What the task asks: Render every line of the material below as a JSON list of strings, one string per line, omitting blank lines and the pictures.

▼▼▼

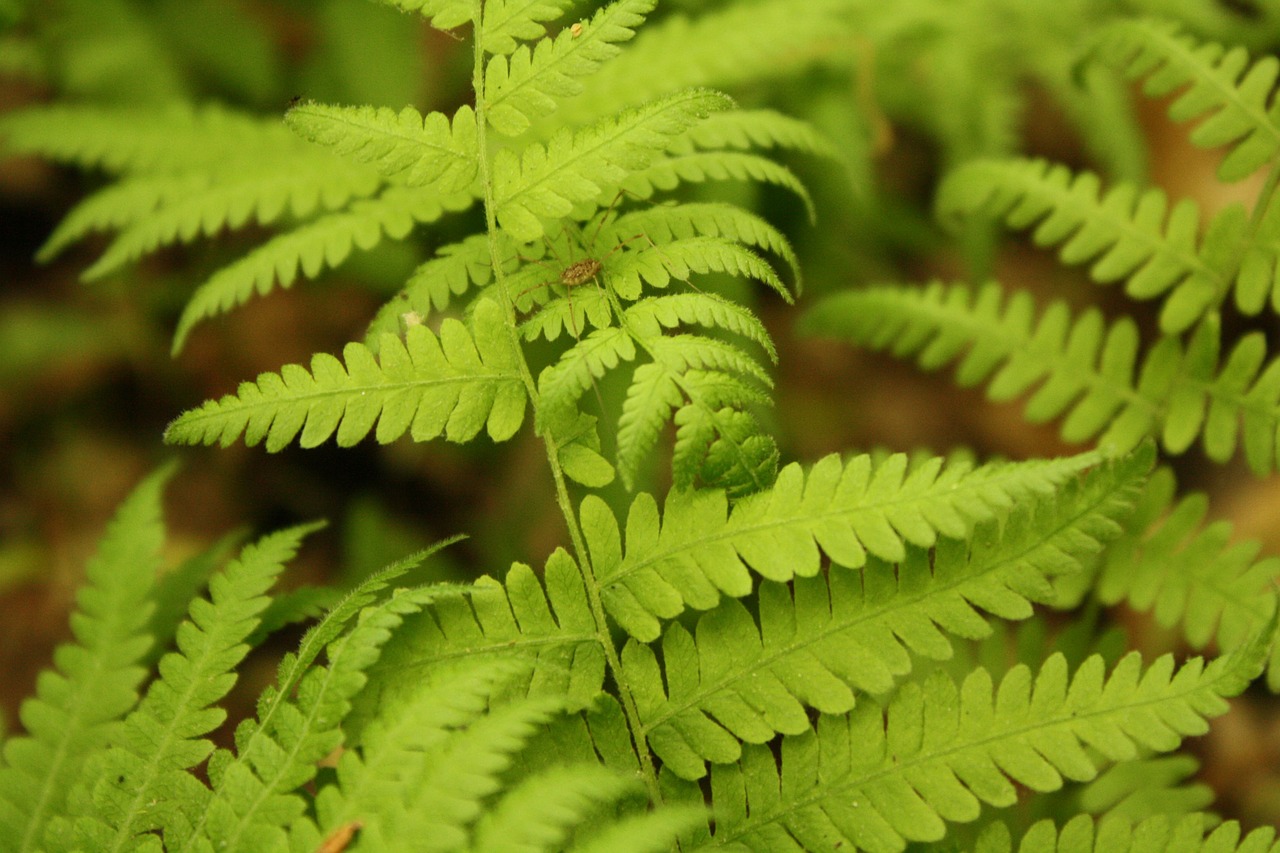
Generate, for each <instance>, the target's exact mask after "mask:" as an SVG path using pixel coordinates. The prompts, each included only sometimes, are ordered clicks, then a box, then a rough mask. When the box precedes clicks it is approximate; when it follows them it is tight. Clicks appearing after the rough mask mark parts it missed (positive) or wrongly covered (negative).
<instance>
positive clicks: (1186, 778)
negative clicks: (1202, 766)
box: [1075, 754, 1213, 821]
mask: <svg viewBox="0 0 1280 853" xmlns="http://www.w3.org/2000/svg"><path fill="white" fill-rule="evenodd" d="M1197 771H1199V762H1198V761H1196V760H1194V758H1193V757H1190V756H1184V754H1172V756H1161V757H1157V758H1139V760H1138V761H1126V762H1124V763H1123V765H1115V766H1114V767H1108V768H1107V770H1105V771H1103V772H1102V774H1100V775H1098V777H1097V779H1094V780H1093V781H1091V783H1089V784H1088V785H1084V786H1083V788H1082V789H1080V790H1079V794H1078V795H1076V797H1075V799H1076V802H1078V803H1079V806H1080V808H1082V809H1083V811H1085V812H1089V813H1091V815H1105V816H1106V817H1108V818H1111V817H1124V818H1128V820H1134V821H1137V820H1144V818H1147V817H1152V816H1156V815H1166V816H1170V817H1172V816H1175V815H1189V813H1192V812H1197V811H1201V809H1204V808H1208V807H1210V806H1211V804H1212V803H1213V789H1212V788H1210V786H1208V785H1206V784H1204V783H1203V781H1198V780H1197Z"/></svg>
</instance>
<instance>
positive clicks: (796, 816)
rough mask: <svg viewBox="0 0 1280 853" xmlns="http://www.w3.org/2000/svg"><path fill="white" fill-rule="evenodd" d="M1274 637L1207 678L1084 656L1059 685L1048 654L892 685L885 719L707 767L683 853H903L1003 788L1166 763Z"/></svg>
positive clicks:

▲▲▲

Reply to the task:
[
  "Generate, for each <instance>, the target's exact mask after \"mask:\" as an SVG path using pixel coordinates. The prompts, each included only sometimes, are ordered clicks, then a box, then a rough mask. When the box precedes clicks it is approximate; when it follows them it is tight. Clicks appearing after the rough mask mark parts it missed (positive) or wrongly covered (negative).",
  "<instance>",
  "positive clicks: (1186, 778)",
  "negative clicks: (1202, 766)",
  "box: [1075, 754, 1213, 821]",
  "mask: <svg viewBox=\"0 0 1280 853\" xmlns=\"http://www.w3.org/2000/svg\"><path fill=\"white\" fill-rule=\"evenodd\" d=\"M1197 771H1199V762H1198V761H1196V760H1194V758H1193V757H1190V756H1184V754H1172V756H1161V757H1157V758H1139V760H1138V761H1126V762H1124V763H1123V765H1115V766H1114V767H1108V768H1107V770H1105V771H1103V772H1102V774H1100V775H1098V777H1097V779H1094V780H1093V781H1091V783H1089V784H1088V785H1084V786H1083V788H1082V789H1080V790H1079V794H1078V795H1076V797H1075V799H1076V802H1078V803H1079V806H1080V808H1082V809H1083V811H1085V812H1089V813H1091V815H1105V816H1106V817H1108V818H1111V817H1124V818H1128V820H1134V821H1137V820H1144V818H1147V817H1152V816H1156V815H1166V816H1170V817H1172V816H1175V815H1189V813H1192V812H1197V811H1201V809H1204V808H1208V807H1210V806H1211V804H1212V803H1213V789H1212V788H1210V786H1208V785H1206V784H1204V783H1203V781H1198V780H1197Z\"/></svg>",
  "</instance>",
  "<instance>",
  "positive clicks: (796, 816)",
  "rough mask: <svg viewBox=\"0 0 1280 853\" xmlns=\"http://www.w3.org/2000/svg\"><path fill=\"white\" fill-rule=\"evenodd\" d=\"M1274 637L1207 678L1084 656L1059 685L1048 654L892 685L885 719L707 767L683 853H903L1003 788L1166 763Z\"/></svg>",
  "positive clicks:"
]